TEXTE SOURCE:
▽
Bonjour Pierre,
Votre article, d’une grande justesse de ton et d’un bel équilibre dans l’argumentation, vise la forme aussi bien qu’il interroge la ligne directrice d’Agoravox.
Je me suis exprimé sur la plupart des sujets que vous évoquez sous le pseudo de Nicolas (en bleu et en blanc, parce que le mot de passe qu’on m’a attribué est trop compliqué à utiliser). J’ai retrouvé une interevention dont voici une copie :
(Sur Agoravox) « Il s’y passe des choses passionnantes et on peut y lire des objets de savoir de deux ordres : des opinions/croyances et des faits/observations/constatations. Dans la plupart des articles les deux sont souvent entremêlés, et cela est lié à la nature de la parole libre ; et celle-ci est parfois confuse... A cela s’ajoute aussi une certaine dose de narcissisme de certains intervenants. Les articles sont nombreux, trop nombreux à mon avis, et les durées de discussion forcément éphémères ne semblent pas dépasser quelques jours. On lit l’article, on y pense un peu et on passe à autre chose. On consomme. Certains thèmes reviennent et certains auteurs citent leurs écrits précédents ou des références très diverses. Il serait souhaitable de « fixer » ce foisonnement et une parcelle du temps (l’élément éphémère) en développant un suivi des thèmes. La lecture linéaire (à la file), le déroulement des commentaires, découragent la production d’arborescences, de liens entre ces écrits. Le sens en souffre.
Je voudrais insister sur le « suivi dans le temps » (formule redondante mais nécessaire) des thèmes, des événements, et de leurs impacts. Nous sommes passés des journaux à la radio, à la télé, puis à l’Internet. Chaque fois, le temps écoulé entre l’avènement du fait et son compte-rendu et sa discussion ont été écourtés. La sélection de la pertinence des faits observés était effectuée par les rédacteurs en suivant la ligne (audience à satisfaire) du médium utilisé, ou encore sa culture éditoriale, ou la « party line ». Cette sélection a fortement diminué avec Internet et ses blogs, forums, et journaux interactifs. Le lecteur peut répondre directement à un article, et cela crée un fourmillement de textes et d’images où le lecteur navigue souvent difficilement et où la pertinence de ces objets « texto-visuels » peine à faire surface dans l’univers du sens. On en arrive au phénomène de l’« infotainement » (information + entertainment), et à la perte possible des repères ou frontières entre le politique, l’éthique, l’économique, le religieux, le social, l’esthétique, le sens de la violence, etc. qui se trouvent télescopés dans l’urgence de la nouvelle, du scoop. Est-ce ce que l’on veut ? Seul un recul dans le temps permet au regard serein de dégager des significations plus fermes à partir de ce que je qualifie de bruit de fond du fourmillement événementiel.
Agoravox permet ce recul en partie à l’aide des dossiers et des thèmes. Mais il serait souhaitable de relier les articles entre eux par un URL et de créer des « strings », chaînettes ou fils que l’on pourrait suivre sur des mois ou des années pour permettre à un sens plus large de se dégager. Cela permettrait de dénoncer les discours vides, les promesses vaines, les projets sans suite ou qui perdent de leur pertinence dans le temps. Bref, d’un mode d’info rapide on passerait à l’information lente, plus filtrée, plus réfléchie, plus exacte, plus riche en réflexions et dévoilant des arborescences plus claires.
△
CONSIGNE: Reformulez en liste le paragraphe du texte source qui commence par « Agoravox permet ce recul ». Conservez ses faits principaux. Les items ne servent pas pour ce travail.

DONNÉES À ANALYSER:
▽
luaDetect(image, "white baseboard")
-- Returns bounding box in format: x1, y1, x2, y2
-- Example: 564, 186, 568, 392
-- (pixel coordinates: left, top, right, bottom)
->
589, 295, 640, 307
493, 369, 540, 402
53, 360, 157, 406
△
CORRIGÉ:
- Agoravox permet déjà en partie ce recul grâce aux dossiers et aux thèmes.
- Il serait souhaitable de relier les articles entre eux par une URL. On créerait ainsi des fils à suivre sur des mois ou des années, pour qu'un sens plus large se dégage.
- Ces fils permettraient de dénoncer les discours vides, les promesses vaines et les projets sans suite ou qui perdent de leur pertinence.
- On passerait d'une information rapide à une information lente. Celle-ci serait plus filtrée, plus réfléchie, plus exacte et plus riche en réflexions, avec des arborescences plus claires.